___ MATERIAL SUPPLIED ___
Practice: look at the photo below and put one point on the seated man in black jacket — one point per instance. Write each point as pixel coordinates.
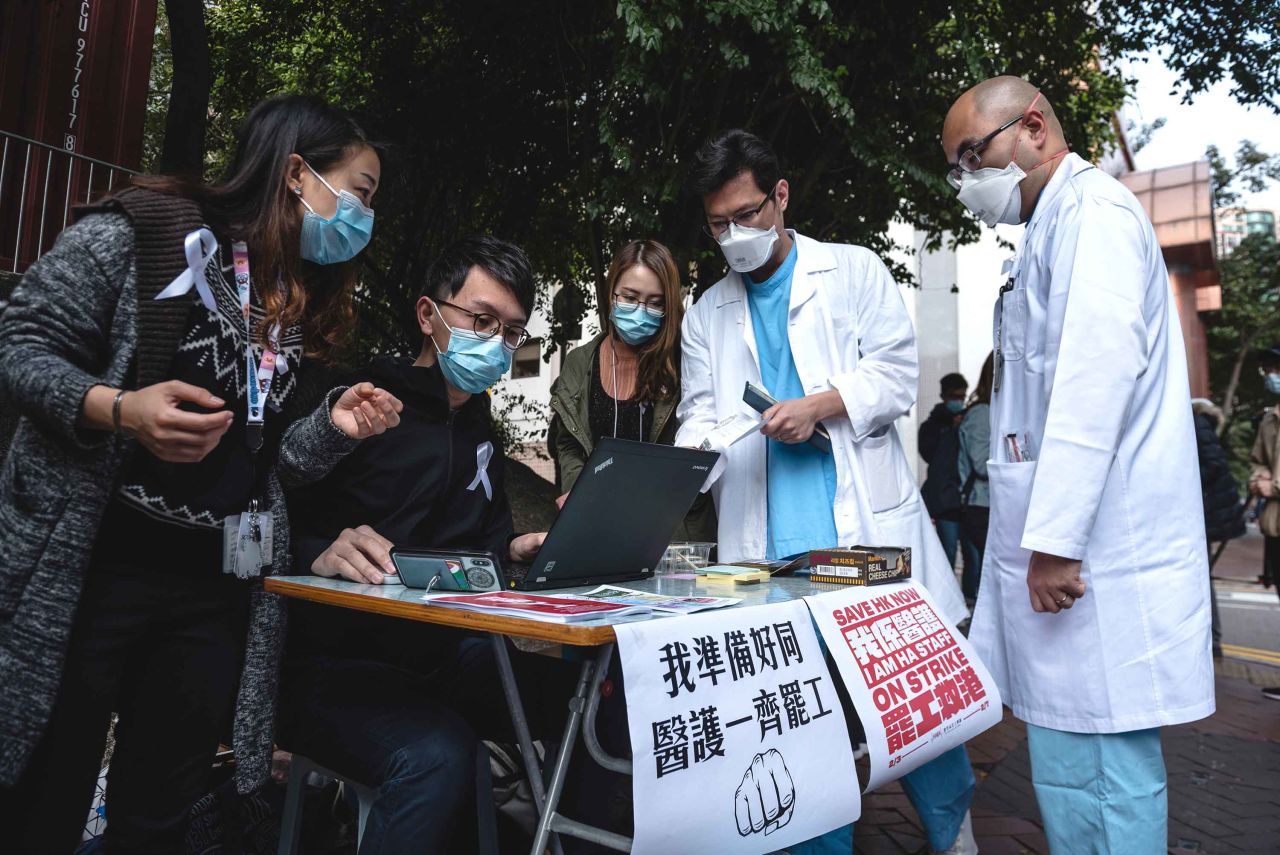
(393, 704)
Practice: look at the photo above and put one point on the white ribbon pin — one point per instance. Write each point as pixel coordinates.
(484, 453)
(200, 247)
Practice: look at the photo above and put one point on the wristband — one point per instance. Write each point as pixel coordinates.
(115, 411)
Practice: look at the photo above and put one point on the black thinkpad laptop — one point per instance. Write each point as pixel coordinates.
(620, 516)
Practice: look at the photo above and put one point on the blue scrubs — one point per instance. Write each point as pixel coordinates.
(801, 493)
(801, 516)
(1101, 792)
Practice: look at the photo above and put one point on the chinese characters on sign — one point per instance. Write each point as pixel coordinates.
(915, 682)
(739, 740)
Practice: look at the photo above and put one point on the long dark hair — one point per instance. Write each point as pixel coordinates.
(658, 366)
(251, 202)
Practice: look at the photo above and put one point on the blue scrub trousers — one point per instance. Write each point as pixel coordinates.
(940, 791)
(1101, 792)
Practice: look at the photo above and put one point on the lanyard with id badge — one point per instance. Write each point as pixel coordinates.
(247, 536)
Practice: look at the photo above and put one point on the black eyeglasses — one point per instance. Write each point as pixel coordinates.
(487, 327)
(716, 228)
(970, 159)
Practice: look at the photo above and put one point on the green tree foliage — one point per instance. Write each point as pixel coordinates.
(1203, 42)
(1248, 321)
(1253, 169)
(567, 126)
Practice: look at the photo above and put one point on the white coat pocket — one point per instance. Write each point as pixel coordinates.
(1000, 623)
(1011, 342)
(886, 487)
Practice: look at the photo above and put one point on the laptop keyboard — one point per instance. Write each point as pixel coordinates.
(516, 572)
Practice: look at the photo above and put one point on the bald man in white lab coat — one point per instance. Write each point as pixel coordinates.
(1093, 613)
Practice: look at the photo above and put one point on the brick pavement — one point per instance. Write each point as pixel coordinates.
(1224, 782)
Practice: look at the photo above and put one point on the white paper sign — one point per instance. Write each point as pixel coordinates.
(739, 743)
(914, 680)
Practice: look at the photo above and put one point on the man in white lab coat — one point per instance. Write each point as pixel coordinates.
(1095, 612)
(822, 328)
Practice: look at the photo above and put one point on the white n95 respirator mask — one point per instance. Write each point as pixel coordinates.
(746, 248)
(992, 193)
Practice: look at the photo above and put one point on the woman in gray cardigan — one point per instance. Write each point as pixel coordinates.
(160, 396)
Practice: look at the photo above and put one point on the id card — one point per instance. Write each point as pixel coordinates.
(247, 543)
(732, 430)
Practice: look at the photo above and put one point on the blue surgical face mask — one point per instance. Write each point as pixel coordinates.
(472, 364)
(635, 324)
(341, 237)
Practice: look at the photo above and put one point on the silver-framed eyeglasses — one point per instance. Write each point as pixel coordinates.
(488, 325)
(714, 228)
(656, 306)
(970, 159)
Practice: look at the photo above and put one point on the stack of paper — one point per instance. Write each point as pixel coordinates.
(553, 609)
(656, 602)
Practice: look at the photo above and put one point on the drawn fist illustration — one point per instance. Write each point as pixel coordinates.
(766, 796)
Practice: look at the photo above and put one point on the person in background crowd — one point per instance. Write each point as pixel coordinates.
(823, 329)
(1224, 512)
(940, 447)
(137, 442)
(625, 383)
(1266, 476)
(1095, 488)
(974, 435)
(398, 705)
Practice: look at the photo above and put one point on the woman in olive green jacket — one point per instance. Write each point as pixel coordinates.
(625, 383)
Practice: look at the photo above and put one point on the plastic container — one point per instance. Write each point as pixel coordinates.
(685, 557)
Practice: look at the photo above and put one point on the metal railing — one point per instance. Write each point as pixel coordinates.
(31, 220)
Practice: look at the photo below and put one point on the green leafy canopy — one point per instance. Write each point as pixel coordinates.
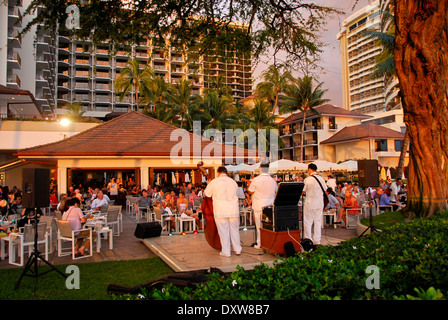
(254, 26)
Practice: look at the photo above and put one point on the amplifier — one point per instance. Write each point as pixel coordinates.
(148, 230)
(283, 215)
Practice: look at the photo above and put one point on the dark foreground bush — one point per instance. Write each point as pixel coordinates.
(410, 260)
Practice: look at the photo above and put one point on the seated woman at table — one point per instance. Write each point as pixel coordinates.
(168, 215)
(183, 207)
(77, 219)
(385, 199)
(99, 201)
(349, 202)
(27, 216)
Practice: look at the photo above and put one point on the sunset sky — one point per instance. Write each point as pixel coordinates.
(331, 58)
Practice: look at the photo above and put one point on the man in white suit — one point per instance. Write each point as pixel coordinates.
(263, 189)
(223, 191)
(314, 204)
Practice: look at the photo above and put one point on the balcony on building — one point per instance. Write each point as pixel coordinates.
(14, 60)
(13, 81)
(14, 40)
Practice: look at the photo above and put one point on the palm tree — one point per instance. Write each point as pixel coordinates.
(133, 78)
(260, 117)
(302, 95)
(273, 84)
(180, 98)
(154, 94)
(385, 67)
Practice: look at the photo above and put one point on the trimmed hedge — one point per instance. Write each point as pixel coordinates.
(412, 260)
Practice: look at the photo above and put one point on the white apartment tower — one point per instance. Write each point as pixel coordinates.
(28, 63)
(361, 92)
(59, 70)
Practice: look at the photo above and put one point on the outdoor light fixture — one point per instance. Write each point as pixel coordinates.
(65, 122)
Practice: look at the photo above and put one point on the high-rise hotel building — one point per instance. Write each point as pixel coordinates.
(29, 63)
(59, 70)
(362, 92)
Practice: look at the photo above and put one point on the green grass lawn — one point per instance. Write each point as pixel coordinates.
(385, 219)
(94, 279)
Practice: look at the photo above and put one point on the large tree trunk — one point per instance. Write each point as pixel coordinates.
(421, 60)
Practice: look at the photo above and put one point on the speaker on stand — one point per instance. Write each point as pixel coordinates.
(148, 230)
(368, 177)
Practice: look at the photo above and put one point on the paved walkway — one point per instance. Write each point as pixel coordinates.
(182, 252)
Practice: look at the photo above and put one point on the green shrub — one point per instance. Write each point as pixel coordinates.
(408, 256)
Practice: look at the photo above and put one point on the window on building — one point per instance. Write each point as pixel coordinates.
(398, 144)
(380, 145)
(332, 123)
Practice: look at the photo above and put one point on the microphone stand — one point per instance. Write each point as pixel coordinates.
(33, 259)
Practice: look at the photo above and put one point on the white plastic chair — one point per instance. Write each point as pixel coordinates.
(191, 224)
(65, 233)
(26, 239)
(120, 215)
(112, 220)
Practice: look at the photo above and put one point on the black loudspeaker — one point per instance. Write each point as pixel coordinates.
(283, 215)
(148, 230)
(35, 188)
(307, 244)
(289, 249)
(368, 175)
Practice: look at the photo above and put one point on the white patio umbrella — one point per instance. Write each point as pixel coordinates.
(350, 165)
(231, 168)
(284, 164)
(326, 166)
___
PROBLEM TO WORK ON => Could you rewrite these records with "pixel coordinates" changed to "x-y coordinates" everywhere and nothing else altered, leaving the pictures out?

EXERCISE RESPONSE =>
Practice: look at the photo below and put one point on the seated man in black jacket — one point per instance. Write each point as x-y coordinates.
(393, 704)
Practice: look at the photo above and put one point on the white ribbon pin — one point per instance. Write each point as x-y coordinates.
(484, 453)
(200, 247)
Practice: look at the photo above and put one point on the wristband — one point per instance. Write each point as x-y coordinates.
(115, 411)
Practice: look at the photo above and put one point on the black thinkpad laptop — one point per instance. Write each point as x-y coordinates.
(620, 516)
Practice: look at the photo above and put one point on the blue scrubs — one point per instance. Write each point as x-y coordinates.
(801, 493)
(801, 516)
(1101, 792)
Practice: look at the photo above and put one point on the chinese characters on sign — one point per instance. Write each point as x-y coordinates.
(915, 682)
(739, 740)
Practice: look at the photo above and put one point on the long dark hair — one point per instance. Write each point as x-y coordinates.
(658, 366)
(251, 202)
Practice: look at the photo above and put one point on the blue scrub trousers — one point per instance. Write each point as x-y coordinates.
(940, 791)
(1101, 792)
Practice: look at the photo above and put one point on the lanyard with id badge — one point per instance. Write each point as x-y coordinates.
(247, 536)
Practice: look at the photo above and put one point on the black eyeglasses — one point per instance. Write each point as x-y coordinates.
(487, 327)
(716, 228)
(970, 159)
Practice: look at the photo above and put one point on the green tree foliage — one point per instance. Write each point as x-y coordinates.
(1203, 42)
(1248, 321)
(1253, 169)
(567, 126)
Practice: look at the photo above and put one point on the white coat pocket — one point per instance. Write each point as x-y coordinates.
(1000, 623)
(1011, 342)
(886, 487)
Practice: look at the photo above and put one point on the laptop keyboard — one point per instance. Write each point as x-y coordinates.
(516, 572)
Practice: look at the photo above and put one point on the bald man in white lab coat — one point per instance. Write each point as x-y coordinates.
(1093, 613)
Practice: look at the photo above and put one point on the brick pavement — one point per instance. Write each point as x-y coordinates.
(1224, 782)
Practice: look at the photo above and put one point on the white paper sign — one point per instance. Write each point as x-y coordinates.
(739, 743)
(914, 680)
Practice: look at the photo above and put one point on the man in white lab coat — one point per instance. Write each point as x-y coordinates.
(1095, 612)
(822, 328)
Practice: look at the photo above and put one point on the white n95 respirator mask — one point per instance. Write each point as x-y coordinates.
(746, 248)
(992, 193)
Practice: look at the photo above and put one point on the woman in gray cardigan — one point per instance. Write each point as x-y coordinates.
(160, 396)
Practice: look at the photo above and put one point on the id card — one point per instance. Write each point as x-y coordinates.
(247, 543)
(732, 430)
Practice: look at the photo above and put one point on the blue surgical face mask — one point per instance. Write each point as x-y coordinates.
(472, 364)
(635, 324)
(341, 237)
Practice: look at the photo above and put one point on the silver-framed eyeglasses — one point per instance. Write each point as x-y coordinates.
(488, 325)
(714, 228)
(656, 306)
(970, 159)
Practice: look at the photo above and put one point on the stack of paper — one point per instance. Write each point as x-y coordinates.
(553, 609)
(656, 602)
Practice: look at the photo above and put one point on the drawn fist illustration — one point per instance. Write each point as x-y coordinates.
(766, 796)
Practice: look at the photo above and put one point on the person in background crowd — one point per instance. Write each point as x-y coordinates.
(823, 329)
(1224, 512)
(940, 447)
(137, 442)
(625, 383)
(1266, 476)
(1095, 488)
(974, 435)
(398, 705)
Practice: look at the photo above and put one point on the woman in olive green jacket — one point per instance. Write each point as x-y coordinates.
(625, 383)
Practice: look at the photo above and put one point on the plastic container — one point per instance. Write each point as x-y coordinates.
(685, 557)
Practice: look at the photo above and put one point on the metal railing — one point per instance. Write each point as x-y coordinates.
(31, 220)
Practice: look at the photo below and put one point on the green leafy canopy — one point per instance. Write each point as x-y coordinates.
(254, 26)
Practice: look at the photo above and put one point on the amplifier — one point per instance. Write each point as x-y coordinates.
(148, 230)
(283, 215)
Practice: look at the photo above and put one point on the dark foreground bush — one point per instance. Write each point as x-y coordinates.
(410, 260)
Practice: look at the photo above and put one point on the seated woman at table — one point per instance. Write each point as x-y coordinates.
(168, 215)
(183, 207)
(77, 219)
(385, 199)
(99, 201)
(349, 202)
(27, 216)
Practice: look at the photo above and put one point on the sunset sky — one point per instance. Write each point as x-y coordinates.
(331, 58)
Practice: look at the photo above and put one point on the man in white suit — one point per instance. Write each point as x-y coordinates.
(263, 189)
(223, 191)
(314, 204)
Practice: look at the photo above and put one point on the balcony on building — one point per instance. Write each point as x-y coordinates.
(14, 60)
(13, 81)
(14, 40)
Practice: look at the photo above and put one point on the palm tree — one point per instance. Write each point as x-y coordinates.
(133, 78)
(260, 117)
(302, 95)
(273, 84)
(180, 98)
(154, 94)
(385, 67)
Practice: look at the photo above and put one point on the trimmed hedge — one point per instance. Write each point as x-y coordinates.
(412, 260)
Practice: look at the photo above and put one point on the white apartment tower — one point per instance. Write each point as x-y coordinates.
(28, 63)
(361, 92)
(59, 70)
Practice: look at the photo above and put one point on the outdoor light fixture — one point per instance. Write each point as x-y coordinates.
(65, 122)
Practice: look at the photo above and put one point on the high-rise hotel building — one point per instance. Write each point as x-y coordinates.
(29, 63)
(59, 70)
(362, 92)
Practice: look at the photo above and put one point on the green grass lawn — one point per instance. Write each point as x-y coordinates.
(385, 219)
(94, 279)
Practice: look at the photo above and put one point on the large tree trunk — one point per instance. Write each point as x-y coordinates.
(421, 60)
Practice: look at the photo above and put one point on the speaker on stand — one point per instance. Write each point as x-y coordinates.
(148, 230)
(368, 177)
Practice: look at the photo above and put one point on the paved walkway — one point per instance. Write each point as x-y coordinates.
(182, 252)
Practice: look at the photo above and put one point on the green shrub — one point per instance. Write each point as x-y coordinates.
(408, 256)
Practice: look at the photo above and put one point on the window on building — one point per instance. Write each point as x-y coordinates.
(398, 144)
(380, 145)
(332, 123)
Practice: look at the photo above and put one point on the microphone stand — one point per instance. Write each point as x-y coordinates.
(33, 259)
Practice: look at the photo above and put one point on the white plastic chair — one point per instance. Write each point as x-y coordinates.
(191, 224)
(65, 233)
(26, 239)
(120, 215)
(112, 220)
Practice: look at the photo above and put one point on the black loudspeaker — one point per instance. Write each point as x-y coordinates.
(283, 215)
(148, 230)
(35, 188)
(307, 244)
(289, 249)
(368, 175)
Practice: look at the photo above and put one point on the white patio umbrella — one point per instance. Write each point as x-y coordinates.
(350, 165)
(231, 168)
(284, 164)
(326, 166)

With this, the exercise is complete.